Diplomatie : une expression de prospérité, de souveraineté et de citoyenneté ! (Partie 2 )

L’expression de la souveraineté nationale (2e partie)

Joel Leon

 

Boukan News,12/25/2024 – En 1804, Dessalines inaugura « le réflexe de la souveraineté nationale anticoloniale ».  Henry Christophe et Alexandre Pétion l’appliquaient avec ténacité et autorité. Boyer l’abandonna en 1825, lorsqu’il décida d’accepter les termes de reddition de Charles X. Anténor Firmin l’avait rétabli au cours de la tentative de l’amiral Gherardi d’annexer le Môle Saint-Nicolas en 1897.

Depuis toujours, les Etats-Unis d’Amérique représentent la seule menace à la souveraineté nationale de la république d’Haïti. Il est vrai que pendant tout le 19e siècle, les Allemands, les Anglais et les Espagnols, par moment humiliaient le pays, mais ils n’avaient jamais tenté de menacer directement sa souveraineté nationale.

Pour la première fois, en 1915 Haïti avait temporairement perdu le privilège d’être le « premier épître nègre » souverain du monde lorsque l’Amérique l’envahissait et l’occupait. La fin du 20e et le début du 21e siècle allaient être très compromettantes et avilissantes pour l’héritage sacro-saint de Jean Jacques Dessalines et les ancêtres, car la souveraineté nationale devint une passoire. D’abord, les Américains en 1994 et 2004, puis en 2024 lorsqu’ils ont engagé des Kenyans comme de vils mercenaires pour fouler le sol haïtien. Comment restaurer la souveraineté nationale dans un monde globalisé, ou le chantre du nationalisme est enroué ?

En tout premier lieu, il faut essayer attentivement de comprendre le processus de transition dans lequel le monde se profile actuellement, en particulier avec les changements qui s’annoncent aux Etats-Unis d’Amérique avec le retour en force des ultraconservateurs au pouvoir. Car, le poids diplomatique de tout empire est incontournable dans les relations internationales. Spécifiquement, lorsqu’on considère les conflits internes entre le libéralisme nouveau et le conservatisme ancien à l’intérieur de l’empire américain. Comprendre l’évolution de cette confrontation, qui peut prendre des développements meurtriers, est nécessaire aux pays du tiers-monde pour mieux se positionner sur l’échiquier international.
“Les républicains représentaient le triptyque de Reagan : le conservatisme budgétaire, la droite religieuse et les faucons de la politique étrangère. Les démocrates représentaient la classe ouvrière, le changement et les causes des militants libéraux”. Cette réalité a revolutionnairement changé au cours de ces dix dernières années,Je me permets de faire un saut à l’intérieur du système de l’empire étoilé. 2

L’Amérique, pendant plus d’un siècle fut un État « isolationniste ». Il s’occupait de ses oignons, mis à part le nouvel hémisphère qu’ils ont toujours considéré comme son arrière-cour. Il fallait l’arrivée de Theodore Roosevelt et de Woodrow Wilson à la maison blanche pour changer cette trajectoire et ouvrir l’Amérique au monde.

» **Tâches proposées**
(1) Répondez brièvement à ces questions sur l'article sur la souveraineté nationale d'Haïti.
(a) En quelle année Boyer a-t-il abandonné le réflexe de la souveraineté nationale ?
(b) En quelle année l'Amérique a-t-elle envahi et occupé Haïti ?
(c) Quels présidents ont changé la trajectoire isolationniste de l'Amérique pour l'ouvrir au monde ?
(2) Poursuivez l'article sur la souveraineté nationale d'Haïti à partir de sa dernière phrase, sur environ un paragraphe.
La liste qui suit l'article sur la souveraineté nationale d'Haïti constitue un matériau indépendant de celui-ci.

» **Données**
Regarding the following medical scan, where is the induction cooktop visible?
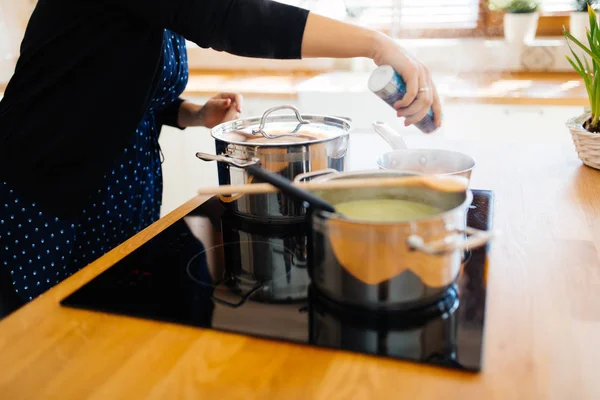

» **Réponses aux tâches**
(1)
(a) En 1825.
(b) En 1915.
(c) Theodore Roosevelt et Woodrow Wilson.

(2)
Pour Roosevelt, d’après un résumé de Kissinger, « Il insista sur un rôle international des Etats-Unis dans les affaires mondiales, parce que tout simplement ses intérêts nationaux l’exigeaient et envisageaient mal l’équilibre mondial du pouvoir sans la participation américaine ».

Tandis que pour Woodrow Wilson, il est question d’internationaliser la « doctrine de Monroe », étendre l’exceptionnalisme américain. Pour lui, « l’Amérique avait une obligation de ne pas seulement s’assurer de sa participation dans le jeu de la balance de pouvoir, mais de répandre ses principes parmi les acteurs des affaires internationales ». En réalité, il prit fait et cause pour le messianisme américain qui le guide vers un rôle prépondérant dans le processus de la civilisation du monde. Il plaça la démocratie comme doctrine politique et le libéralisme comme théorie économique à la tête de cette croisade pour sauver le monde de lui-même.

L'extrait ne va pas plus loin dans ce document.